Ban on frogs sticks in scientists' throats

February 28, 2008

Moves by the Department for Environment, Food and Rural Affairs to protect biodiversity by banning dangerous non-native animal species would normally be expected to have scientists' unqualified support.

But the frog, Xenopus laevis, which was added last year to a list of animals whose sale Defra wishes to ban, has a champion among developmental biologists.

The animal, more commonly known as the African clawed toad, is one of the most widely used frog species in biomedical research - despite its predilection for eating other amphibians and for carrying a fungal disease that can prove fatal to frog populations around the world.

"To ban it would be a major problem," said Matt Guille, head of biological sciences at the University of Portsmouth and leader of the European Xenopus Resource Centre, which supplies stocks of the frogs to laboratories around Britain.

"It is essential for the future of a significant proportion of biomedical research both in the UK and worldwide to be able to move, sell and exchange Xenopus."

Dr Guille estimated that about 20,000 of the species are used in laboratories every year. He said it was a "fantastically powerful animal model" for studying how organisms develop and cells replicate.

A range of organisations from the Biosciences Federation to the Wellcome Trust, which funds the Xenopus centre, have now lodged responses opposing a ban of the African clawed toad.

A Defra spokesman told Times Higher Education that the draft list had been drawn up by its Joint Nature Conservation Committee, which includes independent scientific advisers, but that nothing had yet been decided. "We are going to listen to everybody's concerns about economic impact and scientific research," the spokesman said.

....................

> Work to be completed:
Copy the part of the frog ban article from "February 28, 2008" up to and including "around the world." word for word.

....................

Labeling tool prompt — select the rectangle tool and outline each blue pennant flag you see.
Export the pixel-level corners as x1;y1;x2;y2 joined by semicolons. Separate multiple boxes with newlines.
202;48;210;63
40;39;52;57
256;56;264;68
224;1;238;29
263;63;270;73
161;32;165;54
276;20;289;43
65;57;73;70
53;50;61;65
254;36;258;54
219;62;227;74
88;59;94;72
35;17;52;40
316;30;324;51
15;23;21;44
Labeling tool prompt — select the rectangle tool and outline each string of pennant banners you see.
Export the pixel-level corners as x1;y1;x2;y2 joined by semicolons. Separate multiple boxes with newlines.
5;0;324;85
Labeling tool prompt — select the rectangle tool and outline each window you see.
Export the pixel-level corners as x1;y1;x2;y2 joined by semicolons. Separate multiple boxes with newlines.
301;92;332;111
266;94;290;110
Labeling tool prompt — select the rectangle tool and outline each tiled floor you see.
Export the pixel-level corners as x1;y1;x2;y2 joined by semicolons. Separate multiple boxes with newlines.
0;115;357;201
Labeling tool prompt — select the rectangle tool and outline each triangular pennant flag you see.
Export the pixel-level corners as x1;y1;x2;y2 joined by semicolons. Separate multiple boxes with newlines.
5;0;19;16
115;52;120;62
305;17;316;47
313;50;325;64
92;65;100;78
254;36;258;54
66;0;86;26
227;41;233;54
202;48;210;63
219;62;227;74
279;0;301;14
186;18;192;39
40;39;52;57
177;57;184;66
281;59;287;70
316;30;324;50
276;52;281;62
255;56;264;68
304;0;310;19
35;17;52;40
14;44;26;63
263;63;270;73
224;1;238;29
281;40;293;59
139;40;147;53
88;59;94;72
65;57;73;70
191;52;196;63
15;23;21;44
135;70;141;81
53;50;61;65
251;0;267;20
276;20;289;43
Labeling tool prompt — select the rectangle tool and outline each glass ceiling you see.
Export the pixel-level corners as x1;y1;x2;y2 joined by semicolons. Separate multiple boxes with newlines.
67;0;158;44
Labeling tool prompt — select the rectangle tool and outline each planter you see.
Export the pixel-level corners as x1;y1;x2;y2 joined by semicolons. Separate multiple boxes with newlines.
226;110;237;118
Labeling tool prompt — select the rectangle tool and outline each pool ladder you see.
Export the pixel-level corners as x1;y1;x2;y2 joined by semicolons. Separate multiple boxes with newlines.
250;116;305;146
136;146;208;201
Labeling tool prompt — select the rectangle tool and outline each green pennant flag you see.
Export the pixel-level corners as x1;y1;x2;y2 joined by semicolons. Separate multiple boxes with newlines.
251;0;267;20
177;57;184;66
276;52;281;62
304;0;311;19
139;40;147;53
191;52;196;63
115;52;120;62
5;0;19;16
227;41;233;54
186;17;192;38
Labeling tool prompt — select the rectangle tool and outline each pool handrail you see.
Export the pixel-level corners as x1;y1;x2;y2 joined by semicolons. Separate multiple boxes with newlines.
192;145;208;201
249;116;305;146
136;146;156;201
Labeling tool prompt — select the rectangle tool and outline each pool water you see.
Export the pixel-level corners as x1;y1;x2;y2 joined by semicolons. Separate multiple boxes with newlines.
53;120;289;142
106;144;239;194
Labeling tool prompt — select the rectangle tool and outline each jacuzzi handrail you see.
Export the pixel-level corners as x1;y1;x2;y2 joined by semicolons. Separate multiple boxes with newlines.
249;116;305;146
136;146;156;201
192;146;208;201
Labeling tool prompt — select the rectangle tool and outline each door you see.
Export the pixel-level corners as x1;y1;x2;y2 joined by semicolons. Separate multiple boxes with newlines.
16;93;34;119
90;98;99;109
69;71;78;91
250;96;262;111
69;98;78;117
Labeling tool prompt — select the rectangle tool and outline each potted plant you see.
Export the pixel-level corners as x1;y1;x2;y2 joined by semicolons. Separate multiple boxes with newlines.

....................

> Response to this task:
February 28, 2008

Moves by the Department for Environment, Food and Rural Affairs to protect biodiversity by banning dangerous non-native animal species would normally be expected to have scientists' unqualified support.

But the frog, Xenopus laevis, which was added last year to a list of animals whose sale Defra wishes to ban, has a champion among developmental biologists.

The animal, more commonly known as the African clawed toad, is one of the most widely used frog species in biomedical research - despite its predilection for eating other amphibians and for carrying a fungal disease that can prove fatal to frog populations around the world.